Reproduce completo el fragmento de lectura, sin alterar ninguna palabra ni signo de puntuación.

FRAGMENTO DE LECTURA
****************************************

Hace algunos años, Caridades Católicas tuvo un local cerca del mar en Coconut Groove en Miami, una serie de casitas pequeñas y con una iglesita. Era dirigido por una monja, cuyo nombre no recuerdo, que, con un grupo de voluntarios, cuidaban de muchos enfermos de Sida. Nosotros, como Sociedad de San Vicente, visitábamos el local para ayudar en lo que podíamos. Más tarde, después que sacaron a los enfermos, tuvimos una oficina allí. Recuerdo un enfermo en particular, colombiano que nadie visitaba y que a veces se sentaba por horas en las afueras como para salirse del cuarto, no hablaba con nadie y un día, no sé porque me senté a su lado en silencio y allí estuve por varias horas, al siguiente día hice lo mismo. Me miro profundamente a los ojos y me dijo: Usted me da confianza, a lo que respondí: Hace algún tiempo un padre vicentino me enseño que la iglesia tenía muchos charlistas pero pocos escuchas y yo estoy aquí no para preguntar y mucho menos para juzgar.

Aquel hombre con lagrimas en los ojos me contó de su soledad y que lo habían abandonado su esposa e hijos, debido a su enfermedad, que se sentía bien porque había encontrado quien lo escuchara. Lo visité varias veces, hasta que el Señor por fin lo llamó a su lado.

En otra oportunidad, en la iglesia, siempre notaba de una señora no muy mayor que se sentaba en el último lugar en los bancos y que, mientras escuchaba la misa, no podía aguantar las lágrimas. Usé el mismo sistema y también ella se sacó de su corazón todo el dolor que sentía, contándome con lujo de detalles su dolor y el uso indiscriminado a las drogas. Luego de ganarme su confianza puede enviarla con los hermanos que la ayudaron a salirse de su drogadicción y creo que haya sido una mujer feliz y entregada a los mandamientos.

****************************************

DATOS A EXAMINAR
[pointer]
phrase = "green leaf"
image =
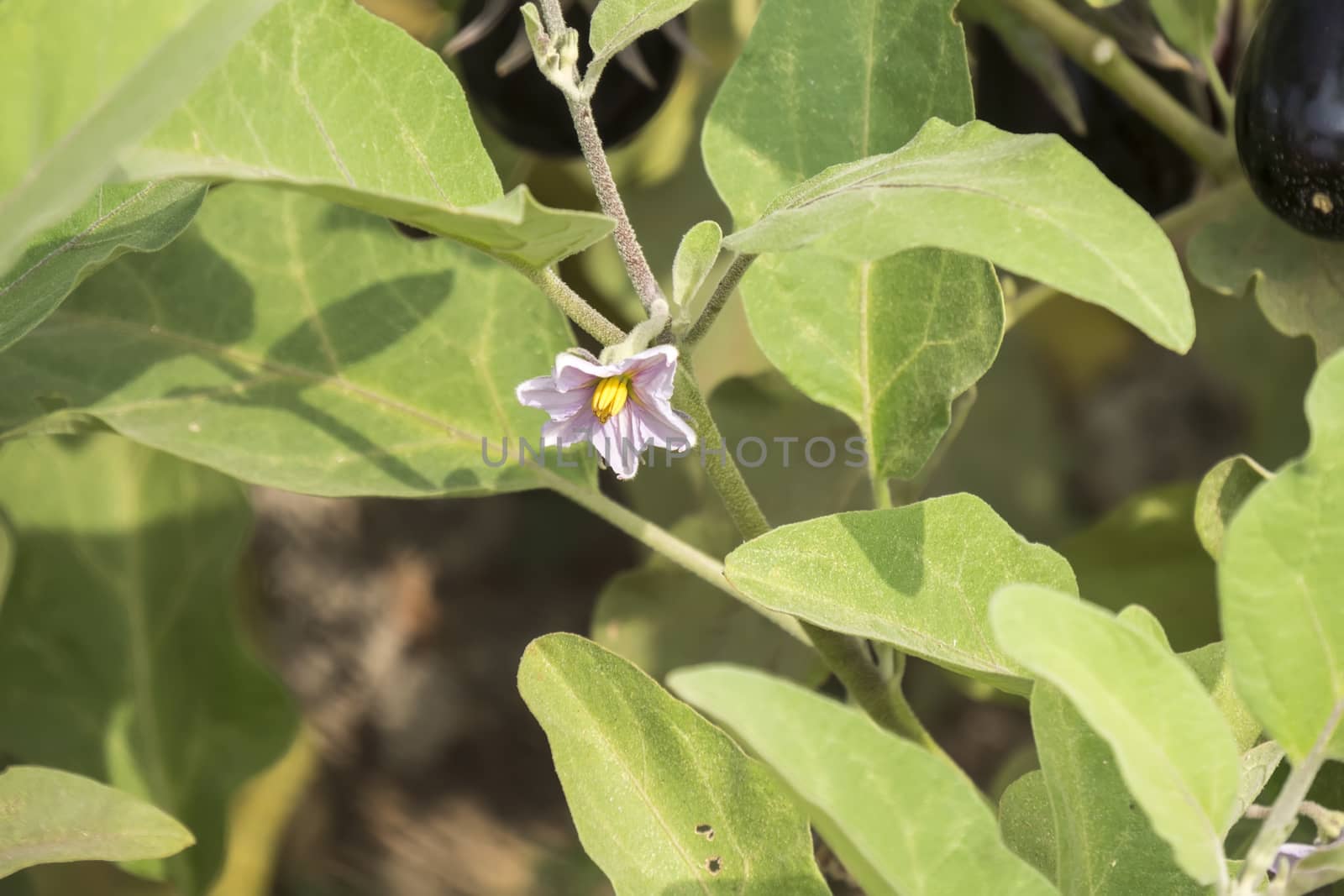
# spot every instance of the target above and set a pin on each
(1032, 204)
(902, 820)
(799, 479)
(618, 23)
(333, 356)
(1221, 496)
(1034, 53)
(1210, 665)
(664, 802)
(1173, 746)
(917, 577)
(140, 217)
(55, 817)
(326, 97)
(660, 617)
(1027, 825)
(1189, 24)
(1280, 584)
(118, 647)
(889, 343)
(694, 261)
(1147, 551)
(1104, 842)
(84, 80)
(1258, 765)
(1296, 278)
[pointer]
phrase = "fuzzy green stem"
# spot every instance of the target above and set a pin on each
(591, 320)
(1104, 60)
(1283, 815)
(600, 170)
(722, 293)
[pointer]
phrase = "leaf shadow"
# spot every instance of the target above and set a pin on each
(893, 543)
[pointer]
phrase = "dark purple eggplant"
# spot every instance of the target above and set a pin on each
(1290, 114)
(506, 86)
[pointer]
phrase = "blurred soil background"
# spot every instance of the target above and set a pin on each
(398, 625)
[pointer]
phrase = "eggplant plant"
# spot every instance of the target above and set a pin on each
(206, 284)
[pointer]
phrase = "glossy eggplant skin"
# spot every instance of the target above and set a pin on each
(531, 113)
(1290, 114)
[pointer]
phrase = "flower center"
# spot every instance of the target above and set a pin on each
(609, 396)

****************************************

RESULTADO DE LA TAREA
Hace algunos años, Caridades Católicas tuvo un local cerca del mar en Coconut Groove en Miami, una serie de casitas pequeñas y con una iglesita. Era dirigido por una monja, cuyo nombre no recuerdo, que, con un grupo de voluntarios, cuidaban de muchos enfermos de Sida. Nosotros, como Sociedad de San Vicente, visitábamos el local para ayudar en lo que podíamos. Más tarde, después que sacaron a los enfermos, tuvimos una oficina allí. Recuerdo un enfermo en particular, colombiano que nadie visitaba y que a veces se sentaba por horas en las afueras como para salirse del cuarto, no hablaba con nadie y un día, no sé porque me senté a su lado en silencio y allí estuve por varias horas, al siguiente día hice lo mismo. Me miro profundamente a los ojos y me dijo: Usted me da confianza, a lo que respondí: Hace algún tiempo un padre vicentino me enseño que la iglesia tenía muchos charlistas pero pocos escuchas y yo estoy aquí no para preguntar y mucho menos para juzgar.

Aquel hombre con lagrimas en los ojos me contó de su soledad y que lo habían abandonado su esposa e hijos, debido a su enfermedad, que se sentía bien porque había encontrado quien lo escuchara. Lo visité varias veces, hasta que el Señor por fin lo llamó a su lado.

En otra oportunidad, en la iglesia, siempre notaba de una señora no muy mayor que se sentaba en el último lugar en los bancos y que, mientras escuchaba la misa, no podía aguantar las lágrimas. Usé el mismo sistema y también ella se sacó de su corazón todo el dolor que sentía, contándome con lujo de detalles su dolor y el uso indiscriminado a las drogas. Luego de ganarme su confianza puede enviarla con los hermanos que la ayudaron a salirse de su drogadicción y creo que haya sido una mujer feliz y entregada a los mandamientos.